**Written request**:
Find "point: asphalt road" in the data below; transcribe the line it appears on and each line after it, exactly, to the end, and nothing else.

Dataset entries
⁂

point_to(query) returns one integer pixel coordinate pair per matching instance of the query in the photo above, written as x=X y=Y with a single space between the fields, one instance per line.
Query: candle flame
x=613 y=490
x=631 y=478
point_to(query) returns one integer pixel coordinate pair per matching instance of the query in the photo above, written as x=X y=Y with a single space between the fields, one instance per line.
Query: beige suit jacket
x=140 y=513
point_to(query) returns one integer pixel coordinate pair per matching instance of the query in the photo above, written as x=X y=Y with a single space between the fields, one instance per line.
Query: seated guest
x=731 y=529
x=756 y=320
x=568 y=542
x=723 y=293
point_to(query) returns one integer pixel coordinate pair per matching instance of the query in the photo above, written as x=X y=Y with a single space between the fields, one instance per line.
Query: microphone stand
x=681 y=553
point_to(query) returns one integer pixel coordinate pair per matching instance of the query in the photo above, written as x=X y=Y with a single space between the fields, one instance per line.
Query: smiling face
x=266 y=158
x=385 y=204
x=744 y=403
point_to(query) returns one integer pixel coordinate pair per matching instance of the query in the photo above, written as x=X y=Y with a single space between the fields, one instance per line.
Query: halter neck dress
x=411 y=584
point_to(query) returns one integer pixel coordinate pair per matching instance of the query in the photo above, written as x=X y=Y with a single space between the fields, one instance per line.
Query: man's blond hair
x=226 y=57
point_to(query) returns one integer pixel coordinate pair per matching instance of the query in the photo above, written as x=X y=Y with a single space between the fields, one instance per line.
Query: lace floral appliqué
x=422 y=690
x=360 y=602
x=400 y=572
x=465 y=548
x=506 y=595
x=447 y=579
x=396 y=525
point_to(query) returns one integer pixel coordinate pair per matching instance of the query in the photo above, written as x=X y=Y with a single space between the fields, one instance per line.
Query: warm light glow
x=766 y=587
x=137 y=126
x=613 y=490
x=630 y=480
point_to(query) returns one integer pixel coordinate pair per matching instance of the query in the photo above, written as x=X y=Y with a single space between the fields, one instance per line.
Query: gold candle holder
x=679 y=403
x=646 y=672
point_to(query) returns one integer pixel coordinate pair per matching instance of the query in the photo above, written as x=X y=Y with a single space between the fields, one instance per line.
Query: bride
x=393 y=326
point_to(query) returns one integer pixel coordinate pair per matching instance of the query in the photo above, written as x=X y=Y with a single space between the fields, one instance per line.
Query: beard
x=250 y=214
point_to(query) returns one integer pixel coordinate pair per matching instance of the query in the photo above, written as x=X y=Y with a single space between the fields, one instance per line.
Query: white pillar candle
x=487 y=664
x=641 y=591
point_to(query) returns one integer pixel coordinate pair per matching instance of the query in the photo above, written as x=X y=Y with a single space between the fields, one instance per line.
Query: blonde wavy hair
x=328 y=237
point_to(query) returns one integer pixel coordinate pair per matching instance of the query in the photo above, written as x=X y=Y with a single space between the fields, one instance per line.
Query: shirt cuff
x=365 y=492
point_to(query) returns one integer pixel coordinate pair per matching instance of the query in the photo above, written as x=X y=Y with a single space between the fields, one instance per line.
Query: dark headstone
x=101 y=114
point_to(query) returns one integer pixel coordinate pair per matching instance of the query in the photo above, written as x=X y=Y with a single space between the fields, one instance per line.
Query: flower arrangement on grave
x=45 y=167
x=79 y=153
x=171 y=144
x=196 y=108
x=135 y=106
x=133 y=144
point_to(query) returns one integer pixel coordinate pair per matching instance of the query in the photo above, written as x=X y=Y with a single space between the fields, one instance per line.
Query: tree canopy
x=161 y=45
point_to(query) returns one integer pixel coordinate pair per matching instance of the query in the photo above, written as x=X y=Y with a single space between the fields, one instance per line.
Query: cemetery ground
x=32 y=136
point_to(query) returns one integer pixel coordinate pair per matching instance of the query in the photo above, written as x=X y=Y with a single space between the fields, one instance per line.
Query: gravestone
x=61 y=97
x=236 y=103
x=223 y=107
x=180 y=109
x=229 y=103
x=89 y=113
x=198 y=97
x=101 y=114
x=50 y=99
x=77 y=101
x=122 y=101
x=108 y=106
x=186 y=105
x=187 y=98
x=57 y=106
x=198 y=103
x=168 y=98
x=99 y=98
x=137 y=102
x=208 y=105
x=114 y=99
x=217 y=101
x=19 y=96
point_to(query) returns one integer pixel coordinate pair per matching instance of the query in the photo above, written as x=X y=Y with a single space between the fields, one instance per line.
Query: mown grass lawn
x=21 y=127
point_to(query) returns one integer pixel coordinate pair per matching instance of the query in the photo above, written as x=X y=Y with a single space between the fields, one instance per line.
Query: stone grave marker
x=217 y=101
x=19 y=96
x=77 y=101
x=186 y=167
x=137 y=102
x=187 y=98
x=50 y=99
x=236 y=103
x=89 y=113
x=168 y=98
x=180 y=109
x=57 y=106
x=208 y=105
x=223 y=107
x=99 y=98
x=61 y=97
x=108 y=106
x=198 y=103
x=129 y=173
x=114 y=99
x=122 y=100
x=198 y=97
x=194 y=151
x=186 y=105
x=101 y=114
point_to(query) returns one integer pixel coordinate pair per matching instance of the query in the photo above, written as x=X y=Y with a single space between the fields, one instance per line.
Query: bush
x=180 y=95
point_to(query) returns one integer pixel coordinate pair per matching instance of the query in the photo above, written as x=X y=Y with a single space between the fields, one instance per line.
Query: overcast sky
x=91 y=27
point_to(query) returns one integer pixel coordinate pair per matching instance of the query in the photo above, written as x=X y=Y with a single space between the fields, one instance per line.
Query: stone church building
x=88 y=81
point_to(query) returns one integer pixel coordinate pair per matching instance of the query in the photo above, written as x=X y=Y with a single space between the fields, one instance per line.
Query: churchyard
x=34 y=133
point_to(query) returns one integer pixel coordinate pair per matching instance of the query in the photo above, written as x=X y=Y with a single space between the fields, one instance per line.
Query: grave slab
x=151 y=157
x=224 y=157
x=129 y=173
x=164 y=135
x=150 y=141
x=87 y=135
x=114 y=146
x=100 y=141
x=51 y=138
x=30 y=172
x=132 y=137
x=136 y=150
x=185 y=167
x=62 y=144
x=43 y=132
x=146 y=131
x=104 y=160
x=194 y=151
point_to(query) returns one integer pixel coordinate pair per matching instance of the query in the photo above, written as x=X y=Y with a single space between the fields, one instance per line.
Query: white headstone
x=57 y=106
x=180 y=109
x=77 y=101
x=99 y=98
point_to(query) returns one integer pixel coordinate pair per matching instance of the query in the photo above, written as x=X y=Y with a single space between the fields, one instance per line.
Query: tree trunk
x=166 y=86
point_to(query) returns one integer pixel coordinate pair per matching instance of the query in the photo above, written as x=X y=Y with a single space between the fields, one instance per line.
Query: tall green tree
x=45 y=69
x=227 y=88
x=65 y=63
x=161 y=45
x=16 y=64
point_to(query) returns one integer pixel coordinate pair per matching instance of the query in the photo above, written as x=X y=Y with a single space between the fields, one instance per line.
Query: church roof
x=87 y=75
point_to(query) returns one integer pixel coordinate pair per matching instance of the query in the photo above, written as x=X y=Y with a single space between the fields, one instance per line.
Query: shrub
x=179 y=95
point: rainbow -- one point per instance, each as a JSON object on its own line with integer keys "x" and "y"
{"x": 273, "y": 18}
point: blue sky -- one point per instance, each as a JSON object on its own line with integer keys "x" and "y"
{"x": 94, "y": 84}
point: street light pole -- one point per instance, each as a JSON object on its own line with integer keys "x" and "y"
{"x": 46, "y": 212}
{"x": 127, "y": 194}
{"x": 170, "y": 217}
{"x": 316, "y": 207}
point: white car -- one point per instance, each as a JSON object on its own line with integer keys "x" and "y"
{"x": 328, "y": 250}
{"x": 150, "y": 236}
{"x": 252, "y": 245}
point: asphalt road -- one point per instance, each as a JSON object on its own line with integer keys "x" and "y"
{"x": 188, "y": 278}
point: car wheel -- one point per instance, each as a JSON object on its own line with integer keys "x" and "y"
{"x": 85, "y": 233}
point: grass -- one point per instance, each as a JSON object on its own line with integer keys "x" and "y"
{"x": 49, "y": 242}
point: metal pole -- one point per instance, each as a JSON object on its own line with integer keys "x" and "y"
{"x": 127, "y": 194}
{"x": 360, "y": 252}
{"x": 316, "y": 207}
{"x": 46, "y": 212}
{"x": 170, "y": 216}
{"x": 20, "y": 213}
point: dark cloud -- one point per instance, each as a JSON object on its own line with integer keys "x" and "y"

⁂

**Response to this exercise**:
point: asphalt road -- one point per instance, each as a JSON object on its own line with integer keys "x" and "y"
{"x": 188, "y": 278}
point: car wheel -- one point per instance, each as a JSON object on its own line with integer keys "x" and "y"
{"x": 85, "y": 233}
point: grass -- one point per instance, each as a JSON object on its own line with integer keys "x" and "y"
{"x": 49, "y": 242}
point: metal pole -- one point per instance, each as a JSON object on its own line with integer keys "x" and "y"
{"x": 127, "y": 194}
{"x": 360, "y": 252}
{"x": 316, "y": 207}
{"x": 46, "y": 212}
{"x": 170, "y": 216}
{"x": 20, "y": 213}
point: dark cloud -- one point per instance, each as a JSON object on its own line with integer keys "x" and "y"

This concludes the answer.